[[ Extract open ]]

Detailed anatomic and functional data to assist your physician can be obtained including:
  • determination of the presence and severity of blockages in the coronary arteries
  • evaluation of the function of the main pumping chamber of the heart
  • evaluation of the function of the heart valves
  • evaluation of possible congenital abnormalities
  • assessment of damage done to the heart and valves from
  • previous heart attacks, infections, and/or trauma
  • assessment of the status of bypass surgery
  • evaluation of the function of the heart in relation to surrounding tissue

What risks are involved?

Today, with the use of current techniques, cardiac catheterization is a relatively safe procedure. However, because a major blood vessel is punctured, bleeding can be a problem. Bleeding usually is confined to the area around the puncture site, and often leaves "black and blue" marks that quickly fade. More significant bleeding may result in a blood-filled bump that may cause discomfort for a few days, but almost always goes away quickly.

The catheterization laboratory team is trained to recognize and treat any complications. All necessary drugs and supplies are stored in the laboratory.

What happens after the procedure?

You will be returned to your hospital room by stretcher after the puncture site has been bandaged.

If the procedure was performed through the groin, a pressure bandage may be placed on the puncture site. You will be lying flat, keeping your leg straight. The head of the bed will be flat or elevated slightly; it will be raised four to six hours later. To urinate or move your bowels, you will need to use a bedpan.

If the procedure was performed through the arm, a bulky bandage will be placed over the incision. Usually, you will be allowed out of bed to sit in a chair and you may use the bathroom shortly after returning to your room.

[[ Extract closed ]]

▸ **What to work on**
a - According to the cardiac catheterization text, why can bleeding be a problem during the procedure?
b - Carry the cardiac catheterization text forward from its final sentence, keeping its voice and format.

[[ Provided records open ]]

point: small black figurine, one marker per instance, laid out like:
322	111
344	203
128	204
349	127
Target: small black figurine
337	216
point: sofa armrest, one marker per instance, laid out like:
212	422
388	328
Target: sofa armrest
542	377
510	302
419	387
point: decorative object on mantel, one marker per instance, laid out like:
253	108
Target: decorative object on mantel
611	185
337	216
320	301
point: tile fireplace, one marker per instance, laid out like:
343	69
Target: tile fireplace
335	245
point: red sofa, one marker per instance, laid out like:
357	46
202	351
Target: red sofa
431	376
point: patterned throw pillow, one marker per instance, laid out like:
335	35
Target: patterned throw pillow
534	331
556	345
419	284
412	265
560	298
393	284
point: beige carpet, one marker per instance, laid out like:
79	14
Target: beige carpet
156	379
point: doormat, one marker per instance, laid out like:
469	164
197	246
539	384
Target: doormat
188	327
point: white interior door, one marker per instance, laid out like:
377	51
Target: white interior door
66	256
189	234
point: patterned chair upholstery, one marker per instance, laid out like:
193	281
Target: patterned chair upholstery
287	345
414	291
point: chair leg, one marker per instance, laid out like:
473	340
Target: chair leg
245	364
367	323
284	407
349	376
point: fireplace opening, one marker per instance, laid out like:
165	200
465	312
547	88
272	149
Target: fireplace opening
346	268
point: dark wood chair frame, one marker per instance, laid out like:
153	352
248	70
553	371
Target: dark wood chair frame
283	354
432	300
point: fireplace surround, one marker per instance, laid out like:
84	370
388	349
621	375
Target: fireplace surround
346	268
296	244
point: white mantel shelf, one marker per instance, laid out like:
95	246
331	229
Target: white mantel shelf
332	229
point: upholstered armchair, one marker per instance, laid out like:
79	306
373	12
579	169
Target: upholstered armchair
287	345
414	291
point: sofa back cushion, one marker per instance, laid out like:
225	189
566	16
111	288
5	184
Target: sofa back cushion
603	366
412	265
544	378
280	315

[[ Provided records closed ]]

▸ **Responses by task**
a - Bleeding can be a problem because a major blood vessel is punctured.

b -
The blood pressure and pulse in your arm or leg will be checked frequently and recorded upon your return to your room. Fluids will be provided and you will be encouraged to drink them so that the contrast medium with which you were injected can be flushed out by your kidneys. Your intravenous line may be left in place for several hours.

The bandage will be checked frequently for signs of bleeding; but any pain, bleeding, or discomfort at the puncture site or elsewhere in your arm or leg should be reported to the nurse immediately.

When will I be informed of the results?

The data obtained on videotape must be considered preliminary, and serve primarily as a guide for the physician who performed the procedure. The x-ray requires 30 to 60 minutes for development and processing. Review of the data takes time, and consultation with your primary physician may be necessary. Preliminary results are frequently discussed at the conclusion of the procedure, with final discussion of diagnosis and treatment plans occurring within 12 to 24 hours. Many physicians prefer to discuss final results during an office visit following discharge.